Short exercise
Copy out, word for word, everything in the records from the line containing "In this photo, where can the pine" down through the last line of the records, including both ends.

Dataset content

+ + + +

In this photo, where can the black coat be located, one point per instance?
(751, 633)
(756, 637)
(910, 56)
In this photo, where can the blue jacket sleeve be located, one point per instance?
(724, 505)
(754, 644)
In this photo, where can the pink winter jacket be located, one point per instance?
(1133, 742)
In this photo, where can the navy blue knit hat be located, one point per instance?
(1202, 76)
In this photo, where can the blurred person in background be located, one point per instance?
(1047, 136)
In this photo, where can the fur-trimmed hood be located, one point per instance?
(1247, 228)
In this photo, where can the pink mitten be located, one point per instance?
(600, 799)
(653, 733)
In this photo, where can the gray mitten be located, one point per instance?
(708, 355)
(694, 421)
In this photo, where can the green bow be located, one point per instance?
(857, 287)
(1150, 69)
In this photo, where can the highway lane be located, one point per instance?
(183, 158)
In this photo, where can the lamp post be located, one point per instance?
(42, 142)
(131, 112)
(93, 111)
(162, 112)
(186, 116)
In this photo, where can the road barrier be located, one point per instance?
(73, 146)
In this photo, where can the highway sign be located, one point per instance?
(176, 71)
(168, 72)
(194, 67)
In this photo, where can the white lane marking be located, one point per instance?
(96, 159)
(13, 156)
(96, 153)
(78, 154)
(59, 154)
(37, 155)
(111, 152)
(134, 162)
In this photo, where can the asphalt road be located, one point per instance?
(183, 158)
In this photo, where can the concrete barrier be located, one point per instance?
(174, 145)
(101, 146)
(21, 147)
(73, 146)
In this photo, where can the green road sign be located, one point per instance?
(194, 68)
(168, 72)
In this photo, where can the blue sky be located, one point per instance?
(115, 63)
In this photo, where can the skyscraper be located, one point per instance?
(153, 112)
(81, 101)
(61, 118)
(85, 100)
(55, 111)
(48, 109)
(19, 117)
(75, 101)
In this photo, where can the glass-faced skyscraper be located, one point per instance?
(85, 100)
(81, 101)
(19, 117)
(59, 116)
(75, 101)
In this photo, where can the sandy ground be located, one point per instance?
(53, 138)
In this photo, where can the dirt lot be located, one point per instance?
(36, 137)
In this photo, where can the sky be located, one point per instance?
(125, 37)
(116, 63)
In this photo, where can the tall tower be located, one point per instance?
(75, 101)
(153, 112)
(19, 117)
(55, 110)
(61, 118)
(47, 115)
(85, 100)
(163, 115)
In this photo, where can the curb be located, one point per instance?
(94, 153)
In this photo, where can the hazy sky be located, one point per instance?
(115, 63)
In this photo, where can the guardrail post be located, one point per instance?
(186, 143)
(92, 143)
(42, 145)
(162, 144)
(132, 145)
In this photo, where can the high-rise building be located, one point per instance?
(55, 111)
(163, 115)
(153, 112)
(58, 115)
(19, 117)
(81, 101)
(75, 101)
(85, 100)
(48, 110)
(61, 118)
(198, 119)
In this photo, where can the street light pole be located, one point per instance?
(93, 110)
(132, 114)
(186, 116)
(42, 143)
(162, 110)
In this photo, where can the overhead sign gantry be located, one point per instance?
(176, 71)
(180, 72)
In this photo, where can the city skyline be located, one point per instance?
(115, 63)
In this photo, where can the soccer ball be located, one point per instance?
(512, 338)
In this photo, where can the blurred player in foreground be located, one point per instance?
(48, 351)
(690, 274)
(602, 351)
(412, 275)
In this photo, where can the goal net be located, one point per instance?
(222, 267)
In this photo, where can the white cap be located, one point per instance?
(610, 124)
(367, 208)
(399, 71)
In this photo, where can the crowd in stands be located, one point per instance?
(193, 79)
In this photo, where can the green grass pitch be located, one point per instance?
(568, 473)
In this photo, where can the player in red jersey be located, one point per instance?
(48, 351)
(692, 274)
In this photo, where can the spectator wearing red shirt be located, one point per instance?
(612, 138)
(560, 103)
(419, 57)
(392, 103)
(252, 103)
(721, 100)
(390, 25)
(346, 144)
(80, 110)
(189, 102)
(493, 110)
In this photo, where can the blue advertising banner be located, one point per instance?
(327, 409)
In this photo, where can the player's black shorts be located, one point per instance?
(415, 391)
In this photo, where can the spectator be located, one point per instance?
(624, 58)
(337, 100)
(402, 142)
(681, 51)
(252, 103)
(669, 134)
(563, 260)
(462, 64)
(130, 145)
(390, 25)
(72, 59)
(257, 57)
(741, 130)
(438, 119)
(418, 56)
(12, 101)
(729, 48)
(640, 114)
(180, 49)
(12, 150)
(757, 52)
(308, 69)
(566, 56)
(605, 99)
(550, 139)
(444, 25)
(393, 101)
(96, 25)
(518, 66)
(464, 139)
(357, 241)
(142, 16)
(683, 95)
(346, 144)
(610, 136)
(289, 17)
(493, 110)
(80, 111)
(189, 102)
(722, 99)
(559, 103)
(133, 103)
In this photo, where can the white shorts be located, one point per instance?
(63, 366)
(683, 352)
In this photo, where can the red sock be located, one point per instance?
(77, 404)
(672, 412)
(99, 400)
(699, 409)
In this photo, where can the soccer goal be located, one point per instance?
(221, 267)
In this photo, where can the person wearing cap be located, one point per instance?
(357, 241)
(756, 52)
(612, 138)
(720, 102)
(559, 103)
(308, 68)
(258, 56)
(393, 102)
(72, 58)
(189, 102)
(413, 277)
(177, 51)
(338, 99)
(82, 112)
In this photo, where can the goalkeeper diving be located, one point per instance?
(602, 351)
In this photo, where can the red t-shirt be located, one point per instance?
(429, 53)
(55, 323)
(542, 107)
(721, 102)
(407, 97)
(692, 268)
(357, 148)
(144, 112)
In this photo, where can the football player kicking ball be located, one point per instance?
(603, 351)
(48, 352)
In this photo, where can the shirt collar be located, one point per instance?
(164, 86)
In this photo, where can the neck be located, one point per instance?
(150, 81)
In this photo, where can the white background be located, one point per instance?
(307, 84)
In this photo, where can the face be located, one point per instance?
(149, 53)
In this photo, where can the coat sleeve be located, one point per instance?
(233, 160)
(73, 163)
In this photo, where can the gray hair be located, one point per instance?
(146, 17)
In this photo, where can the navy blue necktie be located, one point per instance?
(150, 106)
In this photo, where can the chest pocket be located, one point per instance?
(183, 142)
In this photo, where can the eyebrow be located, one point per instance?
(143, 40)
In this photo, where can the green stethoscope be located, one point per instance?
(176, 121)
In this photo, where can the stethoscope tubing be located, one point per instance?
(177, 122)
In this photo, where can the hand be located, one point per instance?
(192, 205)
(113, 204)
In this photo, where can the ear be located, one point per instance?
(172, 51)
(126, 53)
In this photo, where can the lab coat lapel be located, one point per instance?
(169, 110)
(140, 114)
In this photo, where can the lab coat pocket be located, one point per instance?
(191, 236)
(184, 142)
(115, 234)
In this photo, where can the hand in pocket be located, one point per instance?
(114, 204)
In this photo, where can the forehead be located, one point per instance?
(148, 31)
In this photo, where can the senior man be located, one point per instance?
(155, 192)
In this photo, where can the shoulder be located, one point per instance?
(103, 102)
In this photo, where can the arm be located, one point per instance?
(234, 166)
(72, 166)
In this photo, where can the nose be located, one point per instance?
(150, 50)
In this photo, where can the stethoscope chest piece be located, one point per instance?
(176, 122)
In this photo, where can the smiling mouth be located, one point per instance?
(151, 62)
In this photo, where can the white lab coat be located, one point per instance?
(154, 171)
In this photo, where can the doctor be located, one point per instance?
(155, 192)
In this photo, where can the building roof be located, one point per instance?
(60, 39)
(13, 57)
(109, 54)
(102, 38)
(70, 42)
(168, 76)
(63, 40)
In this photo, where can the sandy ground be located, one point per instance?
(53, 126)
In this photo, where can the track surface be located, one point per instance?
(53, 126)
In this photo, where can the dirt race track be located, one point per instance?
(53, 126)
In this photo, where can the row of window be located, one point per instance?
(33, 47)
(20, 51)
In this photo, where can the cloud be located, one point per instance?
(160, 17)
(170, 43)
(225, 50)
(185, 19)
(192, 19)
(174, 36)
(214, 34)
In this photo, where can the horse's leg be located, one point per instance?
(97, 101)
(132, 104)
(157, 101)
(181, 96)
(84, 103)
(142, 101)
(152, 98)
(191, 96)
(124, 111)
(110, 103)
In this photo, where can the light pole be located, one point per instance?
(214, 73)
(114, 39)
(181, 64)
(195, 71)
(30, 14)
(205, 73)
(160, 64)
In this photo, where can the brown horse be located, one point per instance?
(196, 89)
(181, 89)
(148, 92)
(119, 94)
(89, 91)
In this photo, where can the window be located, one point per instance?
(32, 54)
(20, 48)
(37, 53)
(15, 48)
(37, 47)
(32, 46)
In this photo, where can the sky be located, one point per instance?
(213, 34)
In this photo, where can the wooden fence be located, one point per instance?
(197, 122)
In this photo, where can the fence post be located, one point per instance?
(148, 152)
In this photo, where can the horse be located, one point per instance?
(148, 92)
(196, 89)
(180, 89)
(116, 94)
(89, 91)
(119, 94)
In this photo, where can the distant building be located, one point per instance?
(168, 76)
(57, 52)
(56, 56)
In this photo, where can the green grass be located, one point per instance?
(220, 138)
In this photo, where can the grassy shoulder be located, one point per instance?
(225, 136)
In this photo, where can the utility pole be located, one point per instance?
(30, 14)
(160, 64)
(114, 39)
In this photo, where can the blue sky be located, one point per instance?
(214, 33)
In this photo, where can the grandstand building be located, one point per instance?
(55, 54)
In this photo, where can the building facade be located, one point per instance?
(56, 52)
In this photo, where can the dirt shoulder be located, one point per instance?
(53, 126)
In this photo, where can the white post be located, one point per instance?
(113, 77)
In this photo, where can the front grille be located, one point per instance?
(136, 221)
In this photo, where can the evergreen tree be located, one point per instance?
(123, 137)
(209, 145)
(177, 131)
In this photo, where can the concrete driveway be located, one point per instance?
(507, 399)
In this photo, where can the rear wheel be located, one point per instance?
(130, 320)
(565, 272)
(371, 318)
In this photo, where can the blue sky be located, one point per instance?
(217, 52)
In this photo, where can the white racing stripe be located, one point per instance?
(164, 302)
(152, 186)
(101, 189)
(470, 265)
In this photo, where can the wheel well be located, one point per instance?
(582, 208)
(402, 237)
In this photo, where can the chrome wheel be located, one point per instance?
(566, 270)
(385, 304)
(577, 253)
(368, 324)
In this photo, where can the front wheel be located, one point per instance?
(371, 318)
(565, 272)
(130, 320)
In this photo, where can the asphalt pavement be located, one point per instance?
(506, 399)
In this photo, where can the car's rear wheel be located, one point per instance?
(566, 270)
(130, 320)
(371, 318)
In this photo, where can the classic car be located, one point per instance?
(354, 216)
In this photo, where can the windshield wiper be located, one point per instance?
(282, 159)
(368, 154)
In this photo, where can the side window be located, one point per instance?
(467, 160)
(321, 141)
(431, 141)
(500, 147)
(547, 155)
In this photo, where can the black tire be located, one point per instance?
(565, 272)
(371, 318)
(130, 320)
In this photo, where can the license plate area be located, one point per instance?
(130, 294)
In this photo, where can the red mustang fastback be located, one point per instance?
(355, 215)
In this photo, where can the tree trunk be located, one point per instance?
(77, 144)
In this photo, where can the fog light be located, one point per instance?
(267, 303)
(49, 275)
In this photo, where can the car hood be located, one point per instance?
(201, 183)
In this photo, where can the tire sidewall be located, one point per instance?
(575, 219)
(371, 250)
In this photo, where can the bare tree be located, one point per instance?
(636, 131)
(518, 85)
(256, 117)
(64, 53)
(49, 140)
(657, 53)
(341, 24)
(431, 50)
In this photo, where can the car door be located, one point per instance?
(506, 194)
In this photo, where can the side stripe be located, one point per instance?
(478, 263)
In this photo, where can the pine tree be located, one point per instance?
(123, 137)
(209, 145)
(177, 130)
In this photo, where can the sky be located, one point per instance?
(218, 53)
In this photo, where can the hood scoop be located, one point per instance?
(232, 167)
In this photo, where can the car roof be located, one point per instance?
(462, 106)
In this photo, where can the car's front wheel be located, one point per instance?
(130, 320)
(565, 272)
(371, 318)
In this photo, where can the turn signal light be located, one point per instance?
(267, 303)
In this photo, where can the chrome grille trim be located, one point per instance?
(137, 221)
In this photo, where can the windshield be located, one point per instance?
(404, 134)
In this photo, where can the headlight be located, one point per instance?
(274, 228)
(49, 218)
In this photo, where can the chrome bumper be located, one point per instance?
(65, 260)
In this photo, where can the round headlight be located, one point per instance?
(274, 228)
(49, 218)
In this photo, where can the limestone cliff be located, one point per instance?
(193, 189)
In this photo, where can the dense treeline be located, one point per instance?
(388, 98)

+ + + +

Task result
In this photo, where can the pine tree be located, one point per instance?
(123, 137)
(209, 145)
(177, 130)
In this photo, where can the sky be located, one point per instance?
(218, 53)
In this photo, where can the hood scoop be located, one point per instance?
(232, 167)
In this photo, where can the car roof be located, one point per instance?
(462, 106)
In this photo, where can the car's front wheel be located, one point per instance?
(130, 320)
(565, 272)
(371, 318)
In this photo, where can the turn signal light be located, one point per instance?
(267, 303)
In this photo, where can the chrome grille trim be located, one point per instance?
(137, 221)
In this photo, where can the windshield be located, one point per instance?
(404, 134)
In this photo, where can the headlight be located, one point per instance?
(274, 228)
(49, 218)
In this photo, where can the chrome bumper be located, one point per instance?
(65, 260)
In this photo, where can the round headlight be located, one point per instance?
(274, 228)
(49, 218)
In this photo, where can the limestone cliff be located, one point per instance?
(193, 189)
In this photo, where can the dense treeline be located, one point per instance?
(388, 98)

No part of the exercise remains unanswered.